_EXERCISE DIRECTIONS_
Search the listing below for the word "object", and copy every line in which it turns up.

*** DATA FOR THIS TASK

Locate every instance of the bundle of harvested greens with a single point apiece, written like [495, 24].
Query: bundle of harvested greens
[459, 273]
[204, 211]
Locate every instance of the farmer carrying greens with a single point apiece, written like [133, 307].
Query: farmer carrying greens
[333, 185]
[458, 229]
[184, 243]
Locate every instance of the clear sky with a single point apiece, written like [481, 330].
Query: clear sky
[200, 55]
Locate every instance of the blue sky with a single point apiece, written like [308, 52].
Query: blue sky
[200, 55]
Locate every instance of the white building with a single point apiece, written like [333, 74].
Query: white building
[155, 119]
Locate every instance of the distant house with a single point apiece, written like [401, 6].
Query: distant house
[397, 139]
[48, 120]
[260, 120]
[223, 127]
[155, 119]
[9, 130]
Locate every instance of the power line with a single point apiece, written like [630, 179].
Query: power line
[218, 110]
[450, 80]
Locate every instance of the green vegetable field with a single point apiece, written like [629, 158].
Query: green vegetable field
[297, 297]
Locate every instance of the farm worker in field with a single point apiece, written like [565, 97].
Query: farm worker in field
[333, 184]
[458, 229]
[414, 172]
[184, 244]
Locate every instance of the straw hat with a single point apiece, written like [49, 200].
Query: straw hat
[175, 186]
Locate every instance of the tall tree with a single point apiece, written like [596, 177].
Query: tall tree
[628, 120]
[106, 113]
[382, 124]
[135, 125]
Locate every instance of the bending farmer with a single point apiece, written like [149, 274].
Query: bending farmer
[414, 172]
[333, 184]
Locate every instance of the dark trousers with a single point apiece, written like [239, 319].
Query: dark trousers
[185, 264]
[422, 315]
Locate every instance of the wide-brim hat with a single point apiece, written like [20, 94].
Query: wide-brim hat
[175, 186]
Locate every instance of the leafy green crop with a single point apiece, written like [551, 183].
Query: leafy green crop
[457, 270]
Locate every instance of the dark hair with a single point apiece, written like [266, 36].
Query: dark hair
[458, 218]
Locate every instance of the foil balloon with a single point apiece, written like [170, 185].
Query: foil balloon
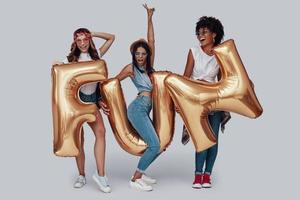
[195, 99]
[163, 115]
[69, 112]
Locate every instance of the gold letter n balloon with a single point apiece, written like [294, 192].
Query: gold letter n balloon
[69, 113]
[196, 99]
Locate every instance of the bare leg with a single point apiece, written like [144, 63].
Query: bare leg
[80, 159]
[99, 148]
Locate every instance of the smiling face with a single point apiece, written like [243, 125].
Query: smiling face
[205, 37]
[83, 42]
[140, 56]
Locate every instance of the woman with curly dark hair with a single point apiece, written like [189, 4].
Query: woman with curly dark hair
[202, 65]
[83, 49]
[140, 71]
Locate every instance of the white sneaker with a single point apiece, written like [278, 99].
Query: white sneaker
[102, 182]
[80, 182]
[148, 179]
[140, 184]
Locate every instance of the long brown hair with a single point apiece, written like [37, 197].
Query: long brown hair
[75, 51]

******
*** DATA FOR THIS TASK

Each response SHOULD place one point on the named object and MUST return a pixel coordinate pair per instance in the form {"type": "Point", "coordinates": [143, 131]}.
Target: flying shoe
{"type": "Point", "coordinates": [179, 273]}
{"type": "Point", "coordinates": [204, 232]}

******
*** DATA FOR THIS TASK

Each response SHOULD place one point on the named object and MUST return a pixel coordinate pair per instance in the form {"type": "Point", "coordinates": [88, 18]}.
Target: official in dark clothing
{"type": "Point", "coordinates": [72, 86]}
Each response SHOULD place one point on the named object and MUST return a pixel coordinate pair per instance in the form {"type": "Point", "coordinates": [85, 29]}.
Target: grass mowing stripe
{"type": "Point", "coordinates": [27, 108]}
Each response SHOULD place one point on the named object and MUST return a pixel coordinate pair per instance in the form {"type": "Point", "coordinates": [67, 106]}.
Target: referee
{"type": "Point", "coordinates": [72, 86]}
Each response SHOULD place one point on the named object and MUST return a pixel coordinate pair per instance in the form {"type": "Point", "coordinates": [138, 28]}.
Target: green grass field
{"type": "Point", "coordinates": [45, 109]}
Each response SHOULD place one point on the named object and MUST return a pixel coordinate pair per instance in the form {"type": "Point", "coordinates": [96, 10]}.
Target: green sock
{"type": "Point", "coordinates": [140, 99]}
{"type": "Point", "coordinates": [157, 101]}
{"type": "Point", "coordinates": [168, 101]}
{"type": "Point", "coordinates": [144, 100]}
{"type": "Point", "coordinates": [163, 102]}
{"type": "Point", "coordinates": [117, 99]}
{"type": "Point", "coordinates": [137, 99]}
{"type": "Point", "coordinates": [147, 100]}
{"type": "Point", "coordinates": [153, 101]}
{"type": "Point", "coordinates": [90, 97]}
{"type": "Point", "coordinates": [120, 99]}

******

_RESPONSE AREA_
Each response SHOULD place one point on the named object and MUST return a pixel coordinate pair per instance in the form {"type": "Point", "coordinates": [143, 131]}.
Each response SHOULD place one point on the named object and MUST return a pixel coordinate pair per instance in the form {"type": "Point", "coordinates": [88, 18]}.
Each response SHOULD place one point on the named object and MUST return a pixel coordinate pair per instance in the form {"type": "Point", "coordinates": [85, 29]}.
Each response SHOULD place one point on the named object and MUST return a pixel coordinate pair per instance in the form {"type": "Point", "coordinates": [67, 106]}.
Each response SHOULD place one point on the named object and MUST return a pixel coordinate pair per instance in the form {"type": "Point", "coordinates": [138, 28]}.
Each response SHOULD place one point on the named object and MUST return a pixel coordinate pair per instance in the form {"type": "Point", "coordinates": [96, 10]}.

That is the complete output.